原始文档:
+++
判断给定的整数是否是一个有效的 Unicode 码点。

有效范围

0x0000 ≤ codePoint ≤ 0x10FFFF
但排除代理对区域：0xD800 ~ 0xDFFF（这些是 UTF-16 内部使用的，不能作为字符）

示例

System.out.println(Character.isValidCodePoint(0x41));        // true  ('A')
System.out.println(Character.isValidCodePoint(0x1F600));     // true  (😀, Grinning Face)
System.out.println(Character.isValidCodePoint(0x110000));    // false (超出范围)
System.out.println(Character.isValidCodePoint(0xD800));      // false (代理区)

使用场景

验证用户输入的码点是否合法
在生成 Unicode 字符前做安全检查

2. `Character.toCodePoint(char high, char low)`

定义

public static int toCodePoint(char high, char low)

功能

将一个代理对（Surrogate Pair） 转换为对应的 Unicode 码点（int）。

条件

high 必须是高位代理（High Surrogate）：0xD800 ≤ high ≤ 0xDBFF
low 必须是低位代理（Low Surrogate）：0xDC00 ≤ low ≤ 0xDFFF

示例

// 手动构造 😀 的代理对
char high = '\uD83D'; // 高位代理
char low  = '\uDE00'; // 低位代理

int codePoint = Character.toCodePoint(high, low);
System.out.println("Code Point: " + Integer.toHexString(codePoint)); // 1f600
System.out.println("Code Point: U+" + Integer.toHexString(codePoint).toUpperCase()); // U+1F600

使用技巧

// 安全转换（先验证）
if (Character.isHighSurrogate(high) && Character.isLowSurrogate(low)) {
    int cp = Character.toCodePoint(high, low);
}

3. `Character.codePointAt(CharSequence seq, int index)`

定义

public static int codePointAt(CharSequence seq, int index)

功能

从 CharSequence（如 String）的指定位置 index 开始，读取一个完整的 Unicode 字符（码点）。

行为

如果 seq.charAt(index) 是 BMP 字符，返回其码点。
如果是高位代理，则与下一个 char 组成代理对，返回增补字符的码点。
如果是低位代理，也返回其码点（但语义上不合法）。

示例

String text = "A😀B"; // A + 😀 + B
// 索引:   0 1 2 3 4

System.out.println(Character.codePointAt(text, 0)); // 65     ('A')
System.out.println(Character.codePointAt(text, 1)); // 128512 (😀, U+1F600)
System.out.println(Character.codePointAt(text, 3)); // 66     ('B')

⚠️ 注意：😀 占用两个 char 位置（索引 1 和 2），所以 B 在索引 3。
+++
提取数据:
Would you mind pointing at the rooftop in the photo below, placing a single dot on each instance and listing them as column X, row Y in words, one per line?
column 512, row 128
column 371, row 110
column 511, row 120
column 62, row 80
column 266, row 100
+++
任务要求: 根据原始文档，判断有效的 Unicode 码点时，为什么要排除 0xD800 ~ 0xDFFF 这一区域？请用一到三句话说明。 这些数据与原始文档的内容没有关系。

参考解答: 0xD800 ~ 0xDFFF 是代理对区域。这些值由 UTF-16 内部使用，不能作为字符。所以它们虽然落在 0x0000 到 0x10FFFF 的范围内，也不算有效码点。